++++ Records for processing ++++
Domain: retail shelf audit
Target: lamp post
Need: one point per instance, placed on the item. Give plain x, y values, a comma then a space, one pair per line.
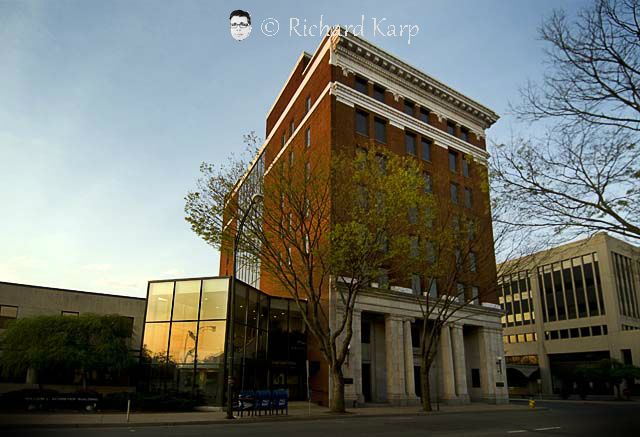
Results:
254, 200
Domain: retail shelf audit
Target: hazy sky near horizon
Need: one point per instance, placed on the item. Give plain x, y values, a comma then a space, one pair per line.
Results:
107, 108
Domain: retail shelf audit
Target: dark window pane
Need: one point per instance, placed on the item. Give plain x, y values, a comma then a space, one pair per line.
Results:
410, 143
378, 93
424, 115
362, 122
380, 130
409, 107
211, 338
453, 188
362, 85
426, 149
453, 161
451, 128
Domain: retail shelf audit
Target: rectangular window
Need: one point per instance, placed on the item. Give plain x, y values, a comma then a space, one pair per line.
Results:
410, 143
428, 183
475, 292
433, 287
8, 313
415, 247
415, 283
426, 149
424, 115
380, 127
453, 161
468, 197
362, 85
465, 167
464, 134
378, 93
453, 190
451, 128
473, 266
362, 122
409, 107
475, 378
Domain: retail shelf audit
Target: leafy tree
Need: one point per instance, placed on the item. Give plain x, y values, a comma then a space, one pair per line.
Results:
85, 343
307, 233
583, 175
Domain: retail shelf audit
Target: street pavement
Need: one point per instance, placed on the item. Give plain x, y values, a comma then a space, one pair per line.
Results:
556, 419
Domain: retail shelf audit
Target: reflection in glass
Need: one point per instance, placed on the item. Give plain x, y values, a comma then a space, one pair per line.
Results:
240, 303
182, 347
159, 302
214, 299
185, 304
156, 339
211, 344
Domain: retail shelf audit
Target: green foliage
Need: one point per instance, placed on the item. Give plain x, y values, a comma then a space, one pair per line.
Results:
85, 343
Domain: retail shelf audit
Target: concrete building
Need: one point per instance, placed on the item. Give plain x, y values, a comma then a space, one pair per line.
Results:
19, 301
350, 94
573, 304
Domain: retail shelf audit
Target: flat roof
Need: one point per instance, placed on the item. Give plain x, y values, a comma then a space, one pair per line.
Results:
41, 287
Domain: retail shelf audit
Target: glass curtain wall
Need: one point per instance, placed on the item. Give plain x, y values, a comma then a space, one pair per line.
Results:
186, 332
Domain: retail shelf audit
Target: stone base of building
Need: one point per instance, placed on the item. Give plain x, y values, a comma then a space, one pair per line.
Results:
458, 400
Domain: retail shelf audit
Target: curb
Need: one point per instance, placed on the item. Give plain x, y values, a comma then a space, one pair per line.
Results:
267, 419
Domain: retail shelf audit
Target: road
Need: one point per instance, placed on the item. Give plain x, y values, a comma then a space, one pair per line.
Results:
561, 419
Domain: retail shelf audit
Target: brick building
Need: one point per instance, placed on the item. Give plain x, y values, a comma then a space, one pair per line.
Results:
345, 96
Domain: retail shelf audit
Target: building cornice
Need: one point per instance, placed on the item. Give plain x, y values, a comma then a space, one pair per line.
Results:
423, 87
351, 97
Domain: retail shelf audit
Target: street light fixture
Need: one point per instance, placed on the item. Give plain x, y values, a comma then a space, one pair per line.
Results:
254, 200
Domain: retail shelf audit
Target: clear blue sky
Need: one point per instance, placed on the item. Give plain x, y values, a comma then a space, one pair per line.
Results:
108, 107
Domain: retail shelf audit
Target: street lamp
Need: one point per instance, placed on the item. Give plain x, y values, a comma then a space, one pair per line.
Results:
254, 200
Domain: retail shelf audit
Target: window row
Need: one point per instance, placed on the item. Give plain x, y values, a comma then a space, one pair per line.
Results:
409, 107
585, 331
520, 338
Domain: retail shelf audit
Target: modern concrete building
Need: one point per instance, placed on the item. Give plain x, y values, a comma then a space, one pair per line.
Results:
570, 305
346, 96
20, 301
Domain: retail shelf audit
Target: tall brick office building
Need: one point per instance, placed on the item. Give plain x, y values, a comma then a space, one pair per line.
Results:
345, 95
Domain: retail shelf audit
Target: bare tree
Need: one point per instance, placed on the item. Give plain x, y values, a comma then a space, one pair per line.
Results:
316, 225
583, 175
593, 68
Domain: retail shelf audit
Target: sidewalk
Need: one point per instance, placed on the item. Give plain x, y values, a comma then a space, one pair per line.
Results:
297, 411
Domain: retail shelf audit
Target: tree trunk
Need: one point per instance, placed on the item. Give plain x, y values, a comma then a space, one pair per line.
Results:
336, 405
425, 386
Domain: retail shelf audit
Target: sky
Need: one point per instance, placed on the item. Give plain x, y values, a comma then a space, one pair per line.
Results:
107, 109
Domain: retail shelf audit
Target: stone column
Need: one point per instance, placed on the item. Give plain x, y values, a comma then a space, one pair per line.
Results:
493, 377
459, 363
446, 365
409, 377
353, 392
394, 346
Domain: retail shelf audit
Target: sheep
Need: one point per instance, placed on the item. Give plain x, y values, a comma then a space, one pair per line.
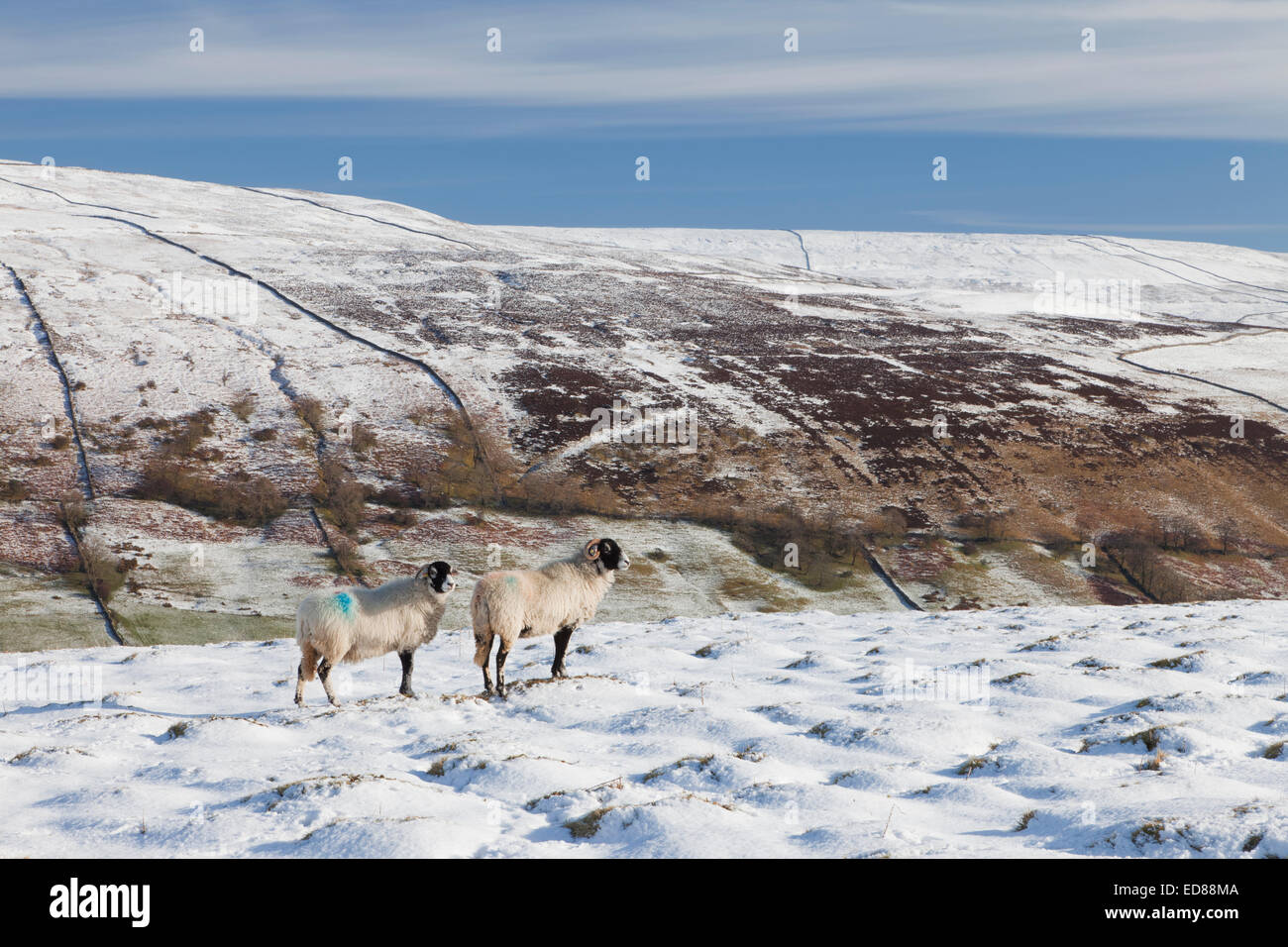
++++
Pull out every line of the data above that contains the word "street".

Result for this exercise:
Target: street pavement
Target: street light fixture
Target: street lamp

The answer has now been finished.